_Exercise description_. All records below are to be set down exactly, each character intact.

_Extracted data_.
• • • • • • •
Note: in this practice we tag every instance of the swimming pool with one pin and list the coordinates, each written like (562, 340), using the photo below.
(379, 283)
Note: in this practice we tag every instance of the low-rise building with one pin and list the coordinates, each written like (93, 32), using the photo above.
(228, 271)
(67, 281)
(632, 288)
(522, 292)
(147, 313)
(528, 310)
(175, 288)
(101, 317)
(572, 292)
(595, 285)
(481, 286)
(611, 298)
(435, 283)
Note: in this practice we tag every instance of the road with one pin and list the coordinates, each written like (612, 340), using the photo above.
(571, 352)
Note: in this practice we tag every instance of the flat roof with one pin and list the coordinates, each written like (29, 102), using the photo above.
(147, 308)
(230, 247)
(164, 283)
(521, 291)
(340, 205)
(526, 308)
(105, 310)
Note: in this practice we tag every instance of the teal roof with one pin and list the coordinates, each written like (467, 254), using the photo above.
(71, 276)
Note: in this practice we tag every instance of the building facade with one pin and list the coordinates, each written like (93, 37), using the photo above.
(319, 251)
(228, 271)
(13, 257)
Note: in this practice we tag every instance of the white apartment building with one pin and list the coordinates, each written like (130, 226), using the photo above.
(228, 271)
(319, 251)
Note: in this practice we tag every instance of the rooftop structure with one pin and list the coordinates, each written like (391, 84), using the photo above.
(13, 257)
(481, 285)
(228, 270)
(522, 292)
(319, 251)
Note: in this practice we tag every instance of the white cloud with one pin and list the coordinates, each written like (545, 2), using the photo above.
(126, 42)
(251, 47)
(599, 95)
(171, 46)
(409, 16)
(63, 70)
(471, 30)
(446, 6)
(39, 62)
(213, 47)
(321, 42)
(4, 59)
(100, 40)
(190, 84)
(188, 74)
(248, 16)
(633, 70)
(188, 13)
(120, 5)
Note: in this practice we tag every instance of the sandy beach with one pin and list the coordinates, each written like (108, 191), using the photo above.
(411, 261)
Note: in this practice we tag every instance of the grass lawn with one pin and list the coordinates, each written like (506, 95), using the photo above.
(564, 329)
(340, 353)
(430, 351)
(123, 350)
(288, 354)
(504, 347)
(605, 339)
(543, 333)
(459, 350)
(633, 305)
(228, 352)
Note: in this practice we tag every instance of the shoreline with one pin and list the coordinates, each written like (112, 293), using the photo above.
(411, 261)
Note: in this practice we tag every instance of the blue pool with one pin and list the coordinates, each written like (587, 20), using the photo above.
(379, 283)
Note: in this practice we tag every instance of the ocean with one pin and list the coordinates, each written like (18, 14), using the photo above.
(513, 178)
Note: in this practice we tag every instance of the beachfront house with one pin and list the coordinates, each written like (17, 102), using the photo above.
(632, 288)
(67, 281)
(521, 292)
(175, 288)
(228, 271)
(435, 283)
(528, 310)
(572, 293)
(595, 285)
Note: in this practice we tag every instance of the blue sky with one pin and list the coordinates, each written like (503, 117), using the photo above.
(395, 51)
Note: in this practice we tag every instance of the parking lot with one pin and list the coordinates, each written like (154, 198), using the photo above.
• • • • • • •
_Exercise answer_.
Note: in this practice we tag every instance of the swimming pool with one pin and list the coordinates, each written like (562, 340), using the photo below.
(379, 283)
Note: in this practice we tag every instance of the low-rise building with one pin and list the coordinates, each written like (93, 32), using the photo above.
(228, 271)
(67, 281)
(632, 288)
(522, 292)
(147, 313)
(528, 310)
(175, 288)
(101, 317)
(572, 292)
(595, 285)
(481, 286)
(611, 298)
(435, 283)
Note: in this practice we tag every instance of the road with one pin and list the coordinates, each written like (612, 340), using the photo above.
(571, 352)
Note: in this practice we tag every instance of the flat roof with one pin and list the coordinates, each written like (29, 102), using the photo above.
(147, 308)
(230, 247)
(164, 283)
(521, 291)
(340, 205)
(526, 308)
(105, 310)
Note: in this practice we tag every instance of the teal roof with one pin and list the coordinates, each written like (467, 254), using the photo above.
(71, 276)
Note: in this practice we tag every instance of the building facade with one pin and list the coordinates, each written like (93, 37), using the photo above.
(319, 251)
(228, 271)
(13, 257)
Note: in this practice we tag every instance of the white apartment building with one pin and list the coordinates, each written like (130, 226), using the photo above.
(228, 271)
(319, 251)
Note: in this practice we tag every instance of the rooftop structure with one pin and list the coordinates, each written like (391, 84), using the photo above.
(13, 257)
(481, 285)
(228, 270)
(522, 292)
(319, 251)
Note: in this practice we tag every instance of the white cloud with one pin and list the coordinates, each written like (545, 2), using the photo above.
(126, 42)
(251, 47)
(599, 95)
(171, 46)
(409, 16)
(63, 70)
(471, 30)
(446, 6)
(39, 62)
(213, 47)
(321, 42)
(4, 59)
(100, 40)
(190, 84)
(188, 74)
(248, 16)
(633, 70)
(188, 13)
(120, 5)
Note: in this practice we tag every instance of the sandy beach with one pin and list the coordinates, each written like (108, 191), using the photo above.
(411, 261)
Note: in this practice we tag every instance of the grass lawn with one pin and list the coordinates, each written like (506, 95), using the photo above.
(564, 329)
(340, 353)
(430, 351)
(123, 350)
(288, 354)
(504, 347)
(605, 339)
(543, 333)
(459, 350)
(633, 305)
(228, 352)
Note: in this practice we tag every instance of the shoreline with one pin and list the coordinates, each written like (112, 293), using the photo above.
(411, 261)
Note: in this practice we tag every instance of the blue pool with one pin and list the coordinates, each written like (587, 20), using the photo above.
(379, 283)
Note: in this practice we tag every instance of the ocean with one pin and list the coordinates, each written like (18, 14), using the photo above.
(513, 178)
Note: in this practice we tag every instance of the beachfront house with one pin and list the coordinates, each written like (17, 102), using the photo above.
(632, 288)
(67, 281)
(521, 292)
(175, 288)
(228, 271)
(435, 283)
(528, 310)
(572, 293)
(595, 285)
Note: in this practice we tag every instance of the blue sky with one pin and list the coordinates, each written like (503, 117), using the photo above.
(395, 51)
Note: in this practice we tag every instance of the parking lot with one pin and list the coordinates, each written like (154, 198), using the photo above.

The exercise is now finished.